[Begin]
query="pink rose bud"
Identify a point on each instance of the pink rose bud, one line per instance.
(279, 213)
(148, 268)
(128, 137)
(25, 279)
[End]
Request: Could you rewrite all of the material above as a JSON list of strings, one string per line, leaving out any blank lines?

Complete answer:
[
  "query=\"pink rose bud\"",
  "Identify a point on each instance of the pink rose bud, one line per instance.",
  "(279, 213)",
  "(148, 268)",
  "(128, 137)",
  "(25, 279)"
]